------ Passage provided ------

What causes the 'tears' in yoghurt drinks? Fluid dynamical instabilities are present in many different everyday things. The famous tears in wine for example are a classical example of a Marangoni effect, where surface tension gradients due to evaporation cause an instability. 
I recently came across an instability that occurs when you have just emptied a glass with yoghurt drink and have only a film of the drink left on the walls of the glass. A tear-like pattern emerges over the time of about a minute that looks like shown below:

I have been thinking what can cause this effect. It seems somewhat similar to a Marangoni effect, but given the ingredients of the yoghurt drink I think we can safely rule out evaporation on this timescale. Another potential effect explaining this would be viscous fingering, but for that to happen I believe the gas phase has to be driven, which it isn't here. Or perhaps it is a 'surface-version' of a Rayleigh-Taylor instability? Or maybe it is related to the non-newtonian nature of the yoghurt drink?

------ Data extracts ------

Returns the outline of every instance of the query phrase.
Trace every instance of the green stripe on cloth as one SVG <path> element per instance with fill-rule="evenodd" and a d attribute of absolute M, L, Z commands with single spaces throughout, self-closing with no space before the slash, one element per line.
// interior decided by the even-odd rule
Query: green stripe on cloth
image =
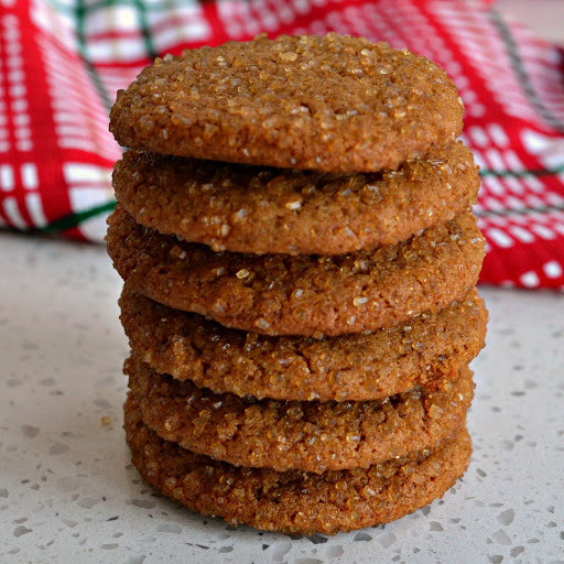
<path fill-rule="evenodd" d="M 75 15 L 76 8 L 72 8 L 68 4 L 64 4 L 59 0 L 47 0 L 48 3 L 57 11 L 65 15 Z M 89 2 L 88 6 L 85 7 L 87 12 L 96 12 L 98 10 L 104 10 L 105 8 L 112 8 L 115 6 L 127 6 L 133 4 L 137 6 L 138 1 L 142 0 L 98 0 L 96 2 Z M 143 10 L 145 12 L 162 12 L 164 10 L 169 10 L 171 8 L 182 8 L 182 3 L 178 1 L 164 0 L 162 2 L 142 2 Z"/>
<path fill-rule="evenodd" d="M 147 4 L 141 0 L 133 0 L 133 6 L 137 8 L 139 13 L 139 25 L 141 26 L 141 34 L 145 44 L 147 54 L 149 58 L 153 59 L 159 55 L 154 48 L 153 40 L 151 37 L 151 30 L 149 29 L 149 22 L 147 20 Z"/>
<path fill-rule="evenodd" d="M 523 88 L 524 94 L 529 98 L 529 101 L 536 110 L 536 113 L 552 128 L 556 131 L 564 133 L 564 123 L 551 112 L 549 108 L 542 102 L 541 98 L 536 94 L 529 75 L 527 74 L 527 69 L 524 68 L 523 61 L 519 53 L 519 45 L 516 39 L 513 37 L 511 30 L 506 24 L 501 14 L 495 9 L 491 8 L 489 10 L 489 19 L 496 30 L 499 33 L 501 41 L 506 46 L 507 54 L 511 61 L 511 66 L 516 73 L 516 76 L 519 78 L 521 83 L 521 87 Z"/>
<path fill-rule="evenodd" d="M 86 52 L 85 20 L 87 10 L 88 8 L 85 6 L 84 0 L 78 0 L 76 2 L 74 15 L 76 19 L 76 39 L 78 41 L 78 51 L 80 52 L 80 57 L 84 61 L 84 64 L 96 88 L 96 91 L 98 93 L 98 96 L 100 97 L 101 101 L 104 102 L 104 106 L 109 112 L 113 101 L 108 90 L 106 89 L 102 79 L 98 75 L 96 67 L 91 64 L 90 59 L 88 58 L 88 54 Z"/>
<path fill-rule="evenodd" d="M 70 214 L 68 216 L 62 217 L 52 221 L 45 227 L 41 227 L 37 229 L 30 229 L 31 234 L 51 234 L 55 231 L 65 231 L 66 229 L 70 229 L 73 227 L 78 227 L 80 224 L 84 224 L 87 219 L 91 219 L 93 217 L 100 216 L 102 214 L 107 214 L 111 212 L 116 207 L 116 200 L 106 202 L 106 204 L 100 204 L 99 206 L 93 206 L 88 209 L 84 209 L 83 212 L 77 212 L 75 214 Z"/>

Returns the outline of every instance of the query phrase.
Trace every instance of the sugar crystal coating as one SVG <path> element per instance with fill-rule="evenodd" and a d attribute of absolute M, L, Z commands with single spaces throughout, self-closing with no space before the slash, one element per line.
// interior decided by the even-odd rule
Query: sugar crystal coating
<path fill-rule="evenodd" d="M 110 130 L 134 149 L 332 172 L 395 169 L 456 139 L 437 65 L 329 33 L 264 35 L 158 58 L 119 90 Z"/>
<path fill-rule="evenodd" d="M 415 386 L 438 390 L 484 347 L 487 311 L 475 289 L 440 312 L 393 327 L 316 339 L 229 329 L 126 284 L 121 323 L 158 372 L 217 393 L 288 400 L 377 400 Z"/>
<path fill-rule="evenodd" d="M 137 291 L 268 335 L 359 333 L 444 307 L 476 284 L 485 254 L 471 214 L 397 246 L 336 257 L 213 252 L 139 226 L 119 205 L 108 221 L 108 252 Z M 356 306 L 359 296 L 368 301 Z"/>
<path fill-rule="evenodd" d="M 236 466 L 323 473 L 367 468 L 432 447 L 463 424 L 474 395 L 464 367 L 441 391 L 380 401 L 281 401 L 217 394 L 130 357 L 124 372 L 143 423 L 166 441 Z"/>
<path fill-rule="evenodd" d="M 457 166 L 457 165 L 462 165 Z M 398 243 L 476 203 L 459 142 L 379 173 L 316 173 L 128 151 L 113 186 L 135 221 L 216 251 L 340 254 Z"/>
<path fill-rule="evenodd" d="M 131 395 L 126 436 L 143 479 L 173 500 L 234 525 L 302 534 L 335 534 L 411 513 L 442 497 L 463 475 L 471 453 L 463 429 L 432 449 L 368 469 L 319 475 L 241 468 L 159 438 L 143 425 Z"/>

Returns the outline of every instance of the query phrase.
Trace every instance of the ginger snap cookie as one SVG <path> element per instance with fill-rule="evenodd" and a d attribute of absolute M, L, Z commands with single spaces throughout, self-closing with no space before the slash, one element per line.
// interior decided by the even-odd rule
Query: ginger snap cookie
<path fill-rule="evenodd" d="M 121 145 L 285 169 L 397 169 L 456 139 L 463 105 L 426 58 L 362 37 L 261 35 L 156 58 L 110 113 Z"/>
<path fill-rule="evenodd" d="M 128 151 L 113 187 L 135 221 L 216 251 L 341 254 L 395 245 L 476 203 L 460 142 L 378 173 L 316 173 Z"/>
<path fill-rule="evenodd" d="M 464 367 L 445 389 L 366 402 L 281 401 L 217 394 L 126 360 L 143 423 L 165 441 L 235 466 L 323 473 L 367 468 L 427 448 L 464 423 L 474 395 Z"/>
<path fill-rule="evenodd" d="M 336 257 L 214 252 L 141 227 L 121 206 L 108 252 L 137 291 L 221 325 L 267 335 L 343 335 L 444 307 L 476 284 L 485 242 L 471 214 L 372 252 Z"/>
<path fill-rule="evenodd" d="M 124 285 L 121 323 L 135 356 L 158 372 L 216 393 L 285 400 L 377 400 L 437 390 L 484 347 L 487 311 L 475 289 L 438 312 L 336 337 L 229 329 Z"/>
<path fill-rule="evenodd" d="M 126 403 L 132 462 L 154 489 L 230 524 L 302 534 L 335 534 L 387 523 L 442 497 L 464 474 L 471 445 L 462 429 L 432 449 L 367 469 L 324 474 L 241 468 L 160 438 L 142 422 L 132 395 Z"/>

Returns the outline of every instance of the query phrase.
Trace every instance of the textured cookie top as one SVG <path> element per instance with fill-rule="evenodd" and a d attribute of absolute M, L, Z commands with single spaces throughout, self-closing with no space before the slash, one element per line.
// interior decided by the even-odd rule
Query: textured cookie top
<path fill-rule="evenodd" d="M 368 469 L 241 468 L 163 441 L 143 424 L 132 395 L 124 410 L 132 462 L 147 482 L 200 513 L 267 531 L 335 534 L 393 521 L 441 497 L 463 475 L 471 453 L 463 429 L 433 451 Z"/>
<path fill-rule="evenodd" d="M 485 254 L 476 218 L 427 228 L 400 245 L 335 257 L 241 254 L 178 241 L 117 206 L 108 252 L 153 300 L 267 335 L 344 335 L 444 307 L 476 284 Z"/>
<path fill-rule="evenodd" d="M 165 56 L 110 115 L 133 149 L 330 172 L 395 169 L 458 137 L 463 106 L 434 63 L 329 33 L 258 36 Z"/>
<path fill-rule="evenodd" d="M 128 151 L 113 187 L 135 220 L 216 251 L 340 254 L 462 214 L 480 181 L 462 143 L 397 171 L 333 174 Z"/>
<path fill-rule="evenodd" d="M 143 422 L 166 441 L 236 466 L 322 473 L 367 468 L 431 448 L 465 421 L 474 394 L 464 367 L 437 392 L 414 388 L 369 402 L 279 401 L 213 393 L 126 360 Z"/>
<path fill-rule="evenodd" d="M 322 339 L 229 329 L 129 284 L 120 307 L 133 352 L 156 371 L 259 399 L 376 400 L 415 386 L 442 389 L 484 347 L 487 323 L 475 289 L 394 327 Z"/>

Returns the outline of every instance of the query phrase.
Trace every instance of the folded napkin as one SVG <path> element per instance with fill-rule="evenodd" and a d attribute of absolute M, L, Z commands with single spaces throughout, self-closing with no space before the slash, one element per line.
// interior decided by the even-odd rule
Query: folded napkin
<path fill-rule="evenodd" d="M 328 31 L 443 66 L 481 167 L 481 282 L 564 289 L 564 78 L 554 46 L 462 0 L 3 0 L 0 227 L 102 241 L 120 149 L 108 111 L 156 55 Z"/>

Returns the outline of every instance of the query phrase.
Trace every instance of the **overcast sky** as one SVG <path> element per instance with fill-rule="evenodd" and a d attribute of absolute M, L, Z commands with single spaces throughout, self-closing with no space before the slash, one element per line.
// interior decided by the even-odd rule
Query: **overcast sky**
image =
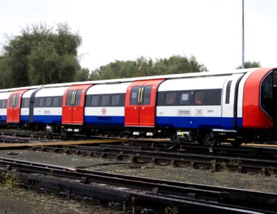
<path fill-rule="evenodd" d="M 242 61 L 242 0 L 0 0 L 0 44 L 27 24 L 66 22 L 82 66 L 194 55 L 209 71 Z M 277 65 L 277 1 L 244 0 L 245 60 Z"/>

------

**Tasks to perform**.
**A)** In the passage on tears in yoghurt drinks, over roughly how long does the tear-like pattern emerge?
**B)** Pick up the passage on tears in yoghurt drinks after its final sentence and write on from there.

**Written answers**.
**A)** About a minute.

**B)**
To summarize: I don't know which instability I am looking at and I would love to know what causes this pattern on the glass with yoghurt drink! Does anyone know what is causing it?
 A: Yoghurt is a flocculated suspension of casein micelles. The acid secreted by the bacteria growing in the milk destabilises the casein particles and they aggregate together. Because the volume fraction of the casein particles is high in milk the aggregated particles form a gel. This image shamelessly stolen from Wikipedia gives a schematic illustration of how this happens:

However yoghurt drink is diluted yoghurt, so the volume fraction of the casein particles is lower and there aren't enough of them to form the space filling networks required by a gel. Instead they tend to form denser aggregates separated by liquid containing no particles, and this is what is happening in your glass. The casein micelles are tending to clump together leaving tracts of clear liquid between the clumps.
The exact structures formed will depend on the flow conditions and I'm not sure I'd care to try and predict in advance what shapes they will form. On the walls of your glass they are obviously influenced by the liquid draining downwards. You might want to try spreading a thin film of the drink on a flat glass surface, and you'll probably see more circular aggregates form.